Pull out every line below that contains the string "distant" and copy each one in full. Case counts when matching.

→ **Source material**:
━━━━━━━━━━

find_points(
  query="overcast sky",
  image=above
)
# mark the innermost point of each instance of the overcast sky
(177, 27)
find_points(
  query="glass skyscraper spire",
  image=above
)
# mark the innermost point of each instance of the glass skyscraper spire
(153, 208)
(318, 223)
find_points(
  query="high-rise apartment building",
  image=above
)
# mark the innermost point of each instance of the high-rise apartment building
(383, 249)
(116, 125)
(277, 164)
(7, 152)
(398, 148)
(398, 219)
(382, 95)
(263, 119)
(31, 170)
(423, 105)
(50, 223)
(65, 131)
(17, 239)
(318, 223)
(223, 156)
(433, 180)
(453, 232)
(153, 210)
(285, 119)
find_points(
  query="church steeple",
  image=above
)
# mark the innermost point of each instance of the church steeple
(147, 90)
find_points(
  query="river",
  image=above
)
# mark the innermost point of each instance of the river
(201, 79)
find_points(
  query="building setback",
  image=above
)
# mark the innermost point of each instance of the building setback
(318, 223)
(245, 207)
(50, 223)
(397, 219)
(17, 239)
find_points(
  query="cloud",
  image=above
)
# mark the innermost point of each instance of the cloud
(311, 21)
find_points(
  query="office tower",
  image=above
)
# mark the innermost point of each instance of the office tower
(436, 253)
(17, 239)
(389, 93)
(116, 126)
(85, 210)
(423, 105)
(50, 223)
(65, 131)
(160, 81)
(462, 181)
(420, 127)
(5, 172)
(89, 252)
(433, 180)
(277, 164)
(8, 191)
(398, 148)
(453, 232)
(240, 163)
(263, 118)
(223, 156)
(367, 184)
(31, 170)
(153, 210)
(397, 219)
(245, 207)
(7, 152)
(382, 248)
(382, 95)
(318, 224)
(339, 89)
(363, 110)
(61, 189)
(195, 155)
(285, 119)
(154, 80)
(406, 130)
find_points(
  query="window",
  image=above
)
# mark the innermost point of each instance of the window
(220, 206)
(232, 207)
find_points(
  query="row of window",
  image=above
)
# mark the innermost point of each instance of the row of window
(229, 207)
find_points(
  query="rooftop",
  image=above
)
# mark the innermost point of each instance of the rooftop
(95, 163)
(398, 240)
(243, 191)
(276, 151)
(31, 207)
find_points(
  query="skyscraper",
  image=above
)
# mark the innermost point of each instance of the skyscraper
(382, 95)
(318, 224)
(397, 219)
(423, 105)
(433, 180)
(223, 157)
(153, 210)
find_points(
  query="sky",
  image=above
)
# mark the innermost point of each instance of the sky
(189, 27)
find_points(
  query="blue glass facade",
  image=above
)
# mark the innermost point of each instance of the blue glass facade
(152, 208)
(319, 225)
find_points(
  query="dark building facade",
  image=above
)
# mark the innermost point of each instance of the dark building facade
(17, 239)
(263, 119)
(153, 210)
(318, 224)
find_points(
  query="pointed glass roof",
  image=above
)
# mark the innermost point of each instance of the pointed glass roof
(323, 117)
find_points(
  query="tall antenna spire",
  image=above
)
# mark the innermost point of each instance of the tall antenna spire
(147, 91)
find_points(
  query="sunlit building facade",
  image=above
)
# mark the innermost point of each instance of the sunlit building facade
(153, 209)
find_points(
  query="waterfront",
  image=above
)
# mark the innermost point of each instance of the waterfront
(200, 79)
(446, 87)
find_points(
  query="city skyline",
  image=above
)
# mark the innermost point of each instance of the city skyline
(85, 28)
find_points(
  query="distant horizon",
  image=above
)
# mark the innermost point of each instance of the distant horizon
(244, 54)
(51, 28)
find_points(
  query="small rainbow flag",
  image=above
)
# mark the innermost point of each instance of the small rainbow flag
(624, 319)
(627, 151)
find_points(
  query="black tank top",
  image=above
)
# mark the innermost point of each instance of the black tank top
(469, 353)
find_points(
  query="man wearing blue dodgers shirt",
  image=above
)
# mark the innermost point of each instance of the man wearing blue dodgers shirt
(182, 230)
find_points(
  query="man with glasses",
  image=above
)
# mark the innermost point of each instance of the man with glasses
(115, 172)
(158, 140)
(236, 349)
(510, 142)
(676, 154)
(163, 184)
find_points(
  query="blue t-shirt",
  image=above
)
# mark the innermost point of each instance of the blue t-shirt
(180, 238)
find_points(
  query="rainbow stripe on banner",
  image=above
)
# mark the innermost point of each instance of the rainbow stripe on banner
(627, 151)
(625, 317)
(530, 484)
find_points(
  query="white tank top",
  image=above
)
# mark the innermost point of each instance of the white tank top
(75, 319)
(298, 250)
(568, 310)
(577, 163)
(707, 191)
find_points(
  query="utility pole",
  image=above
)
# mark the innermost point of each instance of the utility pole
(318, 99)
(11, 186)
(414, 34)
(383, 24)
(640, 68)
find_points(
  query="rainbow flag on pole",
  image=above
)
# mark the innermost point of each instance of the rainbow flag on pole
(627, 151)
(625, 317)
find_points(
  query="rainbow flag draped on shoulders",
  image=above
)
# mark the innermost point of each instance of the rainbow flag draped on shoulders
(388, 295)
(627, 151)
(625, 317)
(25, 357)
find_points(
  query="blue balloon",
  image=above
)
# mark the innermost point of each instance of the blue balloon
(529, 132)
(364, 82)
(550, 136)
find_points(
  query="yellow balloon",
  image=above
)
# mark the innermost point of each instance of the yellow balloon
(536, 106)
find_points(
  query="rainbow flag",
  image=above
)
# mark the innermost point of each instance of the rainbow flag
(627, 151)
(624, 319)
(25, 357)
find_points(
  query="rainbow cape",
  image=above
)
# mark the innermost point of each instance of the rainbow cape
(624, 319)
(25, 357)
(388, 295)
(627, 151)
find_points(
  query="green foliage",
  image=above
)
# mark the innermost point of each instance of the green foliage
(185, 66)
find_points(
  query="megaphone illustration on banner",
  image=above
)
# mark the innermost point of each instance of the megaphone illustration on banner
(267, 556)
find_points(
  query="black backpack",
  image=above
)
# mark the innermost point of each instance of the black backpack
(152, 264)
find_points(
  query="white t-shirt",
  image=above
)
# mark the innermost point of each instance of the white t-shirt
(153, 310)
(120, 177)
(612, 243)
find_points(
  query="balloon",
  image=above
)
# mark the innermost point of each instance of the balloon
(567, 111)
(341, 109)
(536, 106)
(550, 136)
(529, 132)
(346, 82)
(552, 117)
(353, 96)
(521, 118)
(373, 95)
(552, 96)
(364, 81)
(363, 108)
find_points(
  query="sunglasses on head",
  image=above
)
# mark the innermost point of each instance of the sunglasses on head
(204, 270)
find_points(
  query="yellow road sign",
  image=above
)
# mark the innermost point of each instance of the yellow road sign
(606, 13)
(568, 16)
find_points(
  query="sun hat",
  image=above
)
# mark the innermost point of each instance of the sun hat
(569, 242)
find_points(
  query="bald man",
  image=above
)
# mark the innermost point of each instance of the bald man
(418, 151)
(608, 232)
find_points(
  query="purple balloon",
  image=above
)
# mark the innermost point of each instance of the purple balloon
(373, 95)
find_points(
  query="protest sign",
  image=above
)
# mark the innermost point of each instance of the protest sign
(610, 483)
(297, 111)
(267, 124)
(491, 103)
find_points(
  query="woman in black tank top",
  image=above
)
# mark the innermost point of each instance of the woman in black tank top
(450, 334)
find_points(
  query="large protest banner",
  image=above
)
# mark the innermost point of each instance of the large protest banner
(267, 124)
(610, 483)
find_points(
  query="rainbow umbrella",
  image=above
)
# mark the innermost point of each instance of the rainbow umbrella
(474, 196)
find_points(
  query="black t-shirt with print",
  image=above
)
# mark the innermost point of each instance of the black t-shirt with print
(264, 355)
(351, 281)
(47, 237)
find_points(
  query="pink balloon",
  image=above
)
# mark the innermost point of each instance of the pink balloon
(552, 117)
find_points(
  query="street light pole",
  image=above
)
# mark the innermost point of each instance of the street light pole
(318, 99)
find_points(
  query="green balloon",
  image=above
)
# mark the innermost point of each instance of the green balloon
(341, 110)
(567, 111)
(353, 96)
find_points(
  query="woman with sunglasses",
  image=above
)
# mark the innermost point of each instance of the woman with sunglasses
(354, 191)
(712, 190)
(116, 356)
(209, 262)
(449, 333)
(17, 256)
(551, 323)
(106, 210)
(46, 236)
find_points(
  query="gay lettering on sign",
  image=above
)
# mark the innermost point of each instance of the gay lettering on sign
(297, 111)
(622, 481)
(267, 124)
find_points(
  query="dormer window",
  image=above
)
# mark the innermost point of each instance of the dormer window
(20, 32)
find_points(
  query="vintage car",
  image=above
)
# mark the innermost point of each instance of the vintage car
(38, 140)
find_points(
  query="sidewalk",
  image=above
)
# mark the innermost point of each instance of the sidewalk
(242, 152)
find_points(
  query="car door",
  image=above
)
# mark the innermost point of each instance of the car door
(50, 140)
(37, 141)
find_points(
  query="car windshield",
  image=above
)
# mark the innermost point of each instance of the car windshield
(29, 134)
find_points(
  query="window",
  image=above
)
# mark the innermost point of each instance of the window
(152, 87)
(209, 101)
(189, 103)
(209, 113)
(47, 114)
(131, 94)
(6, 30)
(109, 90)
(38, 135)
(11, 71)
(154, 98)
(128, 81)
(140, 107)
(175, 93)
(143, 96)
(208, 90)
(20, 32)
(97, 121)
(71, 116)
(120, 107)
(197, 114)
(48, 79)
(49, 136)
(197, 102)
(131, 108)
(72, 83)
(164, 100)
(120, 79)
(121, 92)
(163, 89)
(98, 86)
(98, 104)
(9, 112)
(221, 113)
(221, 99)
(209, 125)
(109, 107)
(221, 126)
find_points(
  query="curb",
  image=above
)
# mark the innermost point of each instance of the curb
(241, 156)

━━━━━━━━━━

→ **Answer to this problem**:
  query="distant horizon",
# mark the innermost point of each instance of the distant horizon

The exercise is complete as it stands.